- **What you are asked to do**
Looking at the records below, say how many lines contain "positive". Nothing else belongs in the answer.

- **Exercise materials**
------------------------------------

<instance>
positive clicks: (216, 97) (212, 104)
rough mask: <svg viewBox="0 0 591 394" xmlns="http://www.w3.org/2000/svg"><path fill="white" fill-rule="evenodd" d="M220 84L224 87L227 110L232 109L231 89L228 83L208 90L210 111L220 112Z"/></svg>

------------------------------------

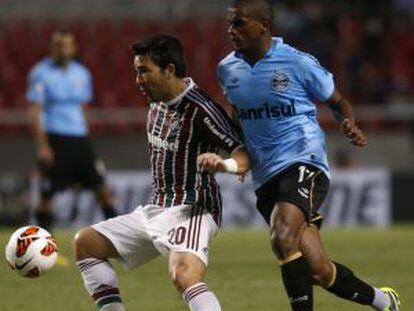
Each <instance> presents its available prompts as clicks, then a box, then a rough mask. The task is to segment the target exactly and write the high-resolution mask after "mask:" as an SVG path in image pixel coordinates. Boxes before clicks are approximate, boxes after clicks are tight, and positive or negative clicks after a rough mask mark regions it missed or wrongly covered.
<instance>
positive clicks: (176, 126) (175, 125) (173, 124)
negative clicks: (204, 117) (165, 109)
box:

------------------------------------

- **Task answer**
3